> **Required task**
Please repeat the items starting at the first one and ending at the line that contains "332L284 323L250 324L244", with each "river" swapped for "stream" and nothing else changed.

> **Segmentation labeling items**
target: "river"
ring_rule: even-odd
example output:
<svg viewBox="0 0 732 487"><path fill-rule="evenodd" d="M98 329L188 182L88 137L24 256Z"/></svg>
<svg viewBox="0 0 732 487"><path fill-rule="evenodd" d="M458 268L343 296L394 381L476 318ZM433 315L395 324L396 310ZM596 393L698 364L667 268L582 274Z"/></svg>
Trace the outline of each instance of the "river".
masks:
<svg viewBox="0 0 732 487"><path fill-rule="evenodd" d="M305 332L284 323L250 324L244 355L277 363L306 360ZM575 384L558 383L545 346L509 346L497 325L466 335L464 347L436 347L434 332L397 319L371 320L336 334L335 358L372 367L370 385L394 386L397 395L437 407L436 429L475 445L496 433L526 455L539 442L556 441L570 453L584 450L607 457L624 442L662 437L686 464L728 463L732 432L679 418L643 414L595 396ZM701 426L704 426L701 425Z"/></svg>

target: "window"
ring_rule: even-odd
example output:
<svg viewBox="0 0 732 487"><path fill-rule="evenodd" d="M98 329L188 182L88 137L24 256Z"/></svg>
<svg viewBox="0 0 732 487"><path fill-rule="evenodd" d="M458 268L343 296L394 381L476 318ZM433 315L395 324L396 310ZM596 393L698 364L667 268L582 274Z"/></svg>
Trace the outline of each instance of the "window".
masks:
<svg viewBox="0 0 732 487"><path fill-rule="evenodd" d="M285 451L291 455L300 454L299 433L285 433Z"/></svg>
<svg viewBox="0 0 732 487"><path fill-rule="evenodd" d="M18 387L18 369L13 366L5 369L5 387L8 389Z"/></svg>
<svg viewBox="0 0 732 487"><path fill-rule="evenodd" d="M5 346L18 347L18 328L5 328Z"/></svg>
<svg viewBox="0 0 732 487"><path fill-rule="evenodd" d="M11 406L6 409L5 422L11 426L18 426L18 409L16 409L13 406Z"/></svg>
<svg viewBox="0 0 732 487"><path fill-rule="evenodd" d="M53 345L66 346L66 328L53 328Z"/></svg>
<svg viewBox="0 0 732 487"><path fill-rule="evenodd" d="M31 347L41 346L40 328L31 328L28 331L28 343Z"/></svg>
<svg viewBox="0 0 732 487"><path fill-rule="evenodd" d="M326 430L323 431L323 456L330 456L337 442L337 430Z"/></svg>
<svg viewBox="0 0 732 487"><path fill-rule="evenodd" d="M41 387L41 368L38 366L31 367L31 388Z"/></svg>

> **Solution below**
target: "stream"
ring_rule: even-odd
example output:
<svg viewBox="0 0 732 487"><path fill-rule="evenodd" d="M98 329L188 182L88 137L24 256Z"/></svg>
<svg viewBox="0 0 732 487"><path fill-rule="evenodd" d="M458 268L343 296L394 381L476 318ZM433 315L395 324L396 310ZM596 393L698 364L667 268L582 274Z"/></svg>
Trace the outline of each instance of the "stream".
masks:
<svg viewBox="0 0 732 487"><path fill-rule="evenodd" d="M305 332L284 323L250 324L244 355L277 363L306 360ZM575 384L558 383L545 346L509 346L497 325L466 335L464 347L436 347L434 332L397 319L371 320L336 334L335 358L372 367L370 385L394 386L397 395L437 407L436 429L475 445L496 433L526 455L539 442L556 441L570 453L584 450L607 457L624 442L662 437L686 464L728 463L732 432L679 418L643 414L595 396ZM701 426L704 426L701 425Z"/></svg>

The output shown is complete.